_What to work on_. All of the data should be repeated exactly; pictures are not part of the copy.

_Extracted entries_.
= = =
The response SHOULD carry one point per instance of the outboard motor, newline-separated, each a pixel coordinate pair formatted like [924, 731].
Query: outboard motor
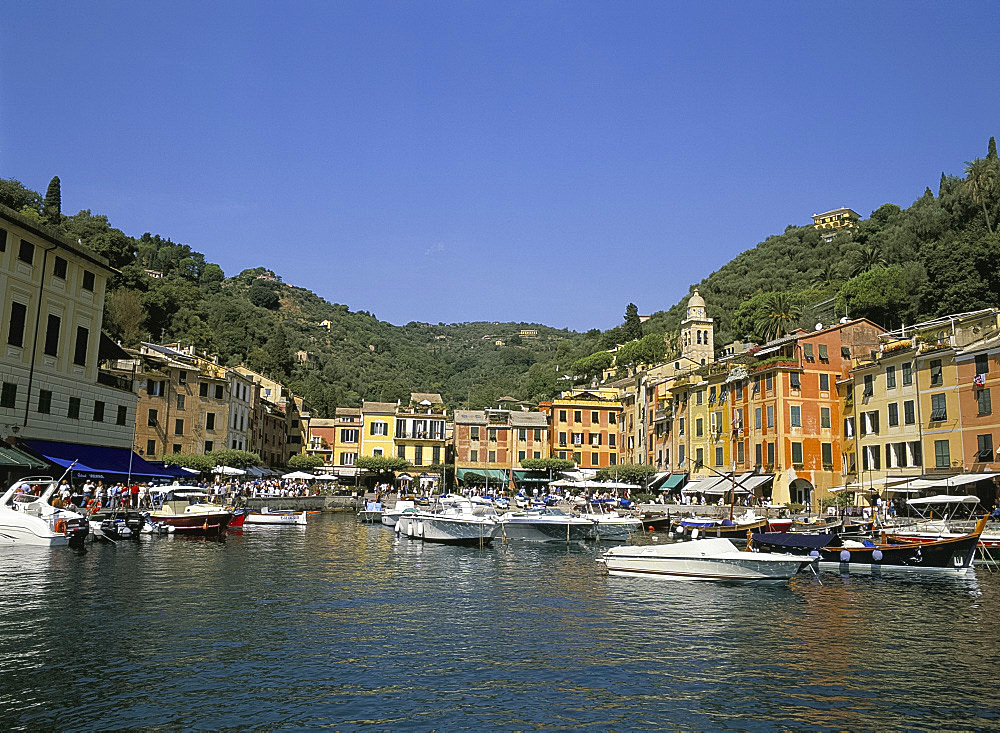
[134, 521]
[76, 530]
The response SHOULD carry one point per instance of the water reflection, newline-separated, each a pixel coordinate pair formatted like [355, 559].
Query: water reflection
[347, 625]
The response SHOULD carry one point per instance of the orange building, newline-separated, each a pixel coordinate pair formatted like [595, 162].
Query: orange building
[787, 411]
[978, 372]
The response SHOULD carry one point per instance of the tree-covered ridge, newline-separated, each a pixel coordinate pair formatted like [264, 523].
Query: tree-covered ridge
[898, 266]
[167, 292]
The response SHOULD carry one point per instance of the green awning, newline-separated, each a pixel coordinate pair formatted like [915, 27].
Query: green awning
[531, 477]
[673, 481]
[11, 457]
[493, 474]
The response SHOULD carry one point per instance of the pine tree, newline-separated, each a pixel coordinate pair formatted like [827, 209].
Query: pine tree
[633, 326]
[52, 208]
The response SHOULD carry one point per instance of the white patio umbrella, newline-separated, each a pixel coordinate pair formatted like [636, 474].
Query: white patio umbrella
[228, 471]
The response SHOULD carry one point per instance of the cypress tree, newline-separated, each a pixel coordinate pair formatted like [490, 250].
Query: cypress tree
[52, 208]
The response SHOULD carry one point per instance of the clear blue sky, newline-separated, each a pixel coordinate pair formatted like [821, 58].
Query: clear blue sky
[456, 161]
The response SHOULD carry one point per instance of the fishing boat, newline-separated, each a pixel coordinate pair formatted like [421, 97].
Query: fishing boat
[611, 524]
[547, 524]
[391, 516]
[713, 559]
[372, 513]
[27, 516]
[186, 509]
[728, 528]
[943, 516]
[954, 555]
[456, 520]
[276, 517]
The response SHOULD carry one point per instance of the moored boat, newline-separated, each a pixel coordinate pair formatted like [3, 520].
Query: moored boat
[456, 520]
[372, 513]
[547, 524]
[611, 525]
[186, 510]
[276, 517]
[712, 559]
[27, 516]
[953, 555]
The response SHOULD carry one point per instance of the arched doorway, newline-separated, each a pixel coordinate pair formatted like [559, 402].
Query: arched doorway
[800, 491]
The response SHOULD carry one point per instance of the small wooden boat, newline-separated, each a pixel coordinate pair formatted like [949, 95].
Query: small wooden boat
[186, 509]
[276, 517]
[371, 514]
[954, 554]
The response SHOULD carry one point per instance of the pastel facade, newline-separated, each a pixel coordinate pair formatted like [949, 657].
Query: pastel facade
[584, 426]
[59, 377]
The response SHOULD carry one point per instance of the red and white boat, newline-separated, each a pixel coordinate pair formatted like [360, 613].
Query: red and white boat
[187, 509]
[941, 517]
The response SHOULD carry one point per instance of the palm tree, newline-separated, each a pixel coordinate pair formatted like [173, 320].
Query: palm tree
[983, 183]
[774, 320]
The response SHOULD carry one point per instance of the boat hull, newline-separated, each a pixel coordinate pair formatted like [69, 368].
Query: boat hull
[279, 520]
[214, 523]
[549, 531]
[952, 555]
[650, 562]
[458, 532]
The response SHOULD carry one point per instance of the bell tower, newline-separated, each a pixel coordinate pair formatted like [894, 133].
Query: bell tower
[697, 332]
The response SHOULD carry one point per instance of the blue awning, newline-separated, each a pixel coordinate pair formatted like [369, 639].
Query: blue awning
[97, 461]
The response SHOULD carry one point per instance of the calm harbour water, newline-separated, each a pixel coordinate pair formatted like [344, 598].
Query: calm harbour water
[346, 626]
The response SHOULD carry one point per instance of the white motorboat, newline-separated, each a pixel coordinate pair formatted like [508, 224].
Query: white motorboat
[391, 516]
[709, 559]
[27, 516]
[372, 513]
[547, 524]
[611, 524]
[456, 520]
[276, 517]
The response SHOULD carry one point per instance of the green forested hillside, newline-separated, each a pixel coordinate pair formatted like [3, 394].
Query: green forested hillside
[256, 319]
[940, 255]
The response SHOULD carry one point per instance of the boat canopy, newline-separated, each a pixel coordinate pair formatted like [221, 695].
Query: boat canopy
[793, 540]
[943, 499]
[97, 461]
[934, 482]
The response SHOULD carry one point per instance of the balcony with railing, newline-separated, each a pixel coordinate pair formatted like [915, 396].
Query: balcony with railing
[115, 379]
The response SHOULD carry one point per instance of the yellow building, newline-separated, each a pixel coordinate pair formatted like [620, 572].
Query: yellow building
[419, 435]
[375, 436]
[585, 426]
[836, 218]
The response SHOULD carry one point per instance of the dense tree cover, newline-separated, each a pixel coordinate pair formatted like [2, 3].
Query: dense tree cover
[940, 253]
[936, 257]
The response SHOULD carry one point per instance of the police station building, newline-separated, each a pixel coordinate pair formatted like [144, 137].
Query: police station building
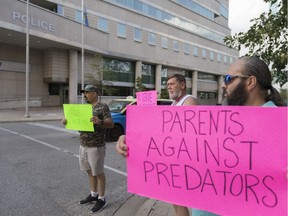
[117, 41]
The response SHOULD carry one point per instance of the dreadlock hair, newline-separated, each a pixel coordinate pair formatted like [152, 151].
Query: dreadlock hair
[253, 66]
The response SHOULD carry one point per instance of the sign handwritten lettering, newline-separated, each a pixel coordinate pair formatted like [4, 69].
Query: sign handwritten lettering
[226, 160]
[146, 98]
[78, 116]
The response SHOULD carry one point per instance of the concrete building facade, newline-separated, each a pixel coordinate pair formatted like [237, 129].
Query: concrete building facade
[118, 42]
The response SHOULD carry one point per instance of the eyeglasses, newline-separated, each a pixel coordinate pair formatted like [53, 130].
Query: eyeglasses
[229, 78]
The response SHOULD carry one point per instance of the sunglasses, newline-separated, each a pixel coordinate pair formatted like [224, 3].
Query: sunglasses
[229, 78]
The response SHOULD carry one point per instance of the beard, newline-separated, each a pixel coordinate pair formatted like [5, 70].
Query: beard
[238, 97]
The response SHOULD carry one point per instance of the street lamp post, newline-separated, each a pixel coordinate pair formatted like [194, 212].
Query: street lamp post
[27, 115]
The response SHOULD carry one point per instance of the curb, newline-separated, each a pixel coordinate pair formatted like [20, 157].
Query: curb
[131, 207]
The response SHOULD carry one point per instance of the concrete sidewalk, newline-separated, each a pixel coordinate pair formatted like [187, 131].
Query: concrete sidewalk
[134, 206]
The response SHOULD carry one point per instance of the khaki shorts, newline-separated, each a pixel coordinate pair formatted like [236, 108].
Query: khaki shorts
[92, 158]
= = =
_Output of the task_.
The response SHOULD carry one point per instance of the outboard motor, newline-separated, each a pixel coordinate pair formatted like [924, 731].
Query: outboard motor
[134, 521]
[76, 530]
The response SHOULD carry one point per instance of the water reflection, newline-separated, each a pixel coordinate pair formatted like [355, 559].
Query: water reflection
[347, 625]
The response SHOULD carry one point per instance of the orange building, newline-separated, each a pixel coordinate pair formatted like [595, 162].
Query: orange building
[787, 411]
[978, 372]
The response SHOULD carry one point per instance of the tree-covered ridge, newline-separated, each a pixel coordinate pair formatted like [264, 523].
Query: tree-covered ridge
[898, 266]
[167, 292]
The response SHOULD carry one point per instance of the green awning, newline-separated, each a pixel coordinate pair formatted like [915, 27].
Query: green awning
[531, 477]
[673, 481]
[11, 457]
[493, 474]
The response SHOULD carry one point per instance of the pine tree, newline-separated, each a pixel coordinate pair formatted like [827, 209].
Query: pine tree
[633, 326]
[52, 208]
The response SHOULD carry one point per instance of the white patio umbrella, newline-separated, each a pixel coordinate pair formatted like [636, 474].
Query: white patio umbrella
[228, 471]
The response SHOULD carry one point per instance of the cypress tree, newline-separated, each a pixel coordinate pair formatted like [490, 250].
Query: cypress tree
[52, 208]
The response SHOULD carry one point per instance of the clear blue sky, newline-separated, each a pixel coordinate pair formatted like [821, 58].
Query: clear blue sky
[456, 161]
The response SHOULD carry one point per instance of the fishing boat, newline-separated, each a pixel coordinate pair formatted like [421, 97].
Query: fishing boat
[611, 524]
[547, 524]
[391, 516]
[713, 559]
[372, 513]
[27, 516]
[186, 509]
[728, 528]
[943, 516]
[954, 555]
[456, 520]
[276, 517]
The response SHOULD carry one point per instance of the moored boat, newline-separated, each a pixel coordinate pair formatted like [3, 520].
Query: moored boat
[456, 520]
[372, 513]
[547, 524]
[611, 525]
[186, 510]
[276, 517]
[712, 559]
[27, 516]
[953, 555]
The response SHOULD carry one point per instance of the arched doorway, newline-separated, each a pixel coordinate pair formatted like [559, 402].
Query: arched doorway
[800, 491]
The response SHOULD carry one point per instance of the small wooden boat, newline-separated, each a pixel coordinate pair formatted like [949, 95].
Query: small wooden boat
[186, 509]
[276, 517]
[371, 514]
[954, 554]
The response SHOULD carry one point per instance of the pastel facade, newline-separated, each a pixel coordinate pair formatted like [949, 657].
Query: pastel facade
[584, 426]
[59, 377]
The response SHOULD carry one point per instance of the red and white boat, newline-separated, each a pixel coordinate pair formatted like [360, 613].
Query: red and white boat
[187, 509]
[941, 517]
The response SHOULD carry one point per instance of the palm tree, newline-separated, each a pixel coordinate pair formatted like [173, 320].
Query: palm tree
[983, 183]
[774, 320]
The response SHOULD carry one point per instance of the boat hull, newline-separated, each a pixel coordinate pair formatted like [69, 368].
Query: boat hull
[279, 520]
[214, 523]
[549, 531]
[952, 555]
[650, 562]
[458, 532]
The response SHOULD carry one point per instance of the bell tower, newline-separated, each a pixel coordinate pair formatted like [894, 133].
Query: bell tower
[697, 332]
The response SHOULD carry one point per instance of the blue awning, newline-separated, each a pixel coordinate pair formatted like [369, 639].
Query: blue awning
[97, 461]
The response SHOULD carry one point per instance of the calm harbour water, newline-separated, each a pixel coordinate pair formatted like [344, 598].
Query: calm harbour water
[346, 626]
The response SHOULD carry one point per instance of the white motorboat, newline-separated, each a pixel coordinate pair formatted like [508, 224].
Query: white motorboat
[391, 516]
[709, 559]
[27, 516]
[372, 513]
[547, 524]
[611, 524]
[456, 520]
[276, 517]
The response SHOULD carry one point per instance of the green forested hillside, newline-separated, each a pixel coordinate pair formatted like [3, 394].
Query: green forested hillside
[256, 319]
[940, 255]
The response SHOULD carry one point per instance of the boat canopy, newline-separated, each a pixel coordinate pair formatted like [221, 695].
Query: boat canopy
[793, 540]
[943, 499]
[97, 461]
[934, 482]
The response SHOULD carry one point per instance of the balcony with railing, newline-separated, each a pixel coordinate pair formatted like [915, 396].
Query: balcony with railing
[115, 379]
The response SHOULD carry one point per instance of the yellow building, newline-separated, each a pixel coordinate pair formatted like [620, 572].
Query: yellow building
[419, 435]
[375, 436]
[585, 426]
[836, 218]
The response SHOULD carry one point per instance of the dense tree cover, newline-separated, each a pixel coordinate pair formatted like [2, 3].
Query: dense tree cover
[940, 253]
[936, 257]
The response SHOULD carry one point per instance of the police station building, newline-separated, each a pixel coordinate pair formatted like [144, 137].
Query: police station building
[117, 41]
The response SHOULD carry one point per instance of the dreadlock hair, newline-separated, each a pixel coordinate pair formatted like [152, 151].
Query: dreadlock hair
[253, 66]
The response SHOULD carry one point per instance of the sign handwritten lettering, newline-separated, each a pixel coordinate pair formatted like [4, 69].
Query: sign handwritten lettering
[226, 160]
[146, 98]
[78, 116]
The response SHOULD carry one point per instance of the concrete building facade, newline-separated, each a pixel coordinate pair formatted like [237, 129].
Query: concrete building facade
[118, 42]
The response SHOULD carry one point per instance of the eyeglasses, newline-separated, each a pixel coordinate pair formatted like [53, 130].
Query: eyeglasses
[229, 78]
The response SHOULD carry one point per instance of the sunglasses, newline-separated, each a pixel coordinate pair formatted like [224, 3].
Query: sunglasses
[229, 78]
The response SHOULD carry one point per instance of the beard, newline-separated, each a pixel coordinate pair formatted like [5, 70].
Query: beard
[238, 97]
The response SHOULD carry one point per instance of the street lamp post, newline-separated, each a pixel coordinate pair formatted like [194, 212].
Query: street lamp post
[27, 115]
The response SHOULD carry one point per instance of the curb, newline-separated, each a pixel coordinate pair formatted like [20, 157].
Query: curb
[131, 207]
The response SHOULD carry one point per instance of the concrete sidewalk, newline-separated, each a pixel coordinate pair formatted like [187, 131].
Query: concrete sidewalk
[134, 206]
The response SHOULD carry one point per instance of the khaki shorts, newline-separated, each a pixel coordinate pair formatted like [236, 108].
Query: khaki shorts
[92, 158]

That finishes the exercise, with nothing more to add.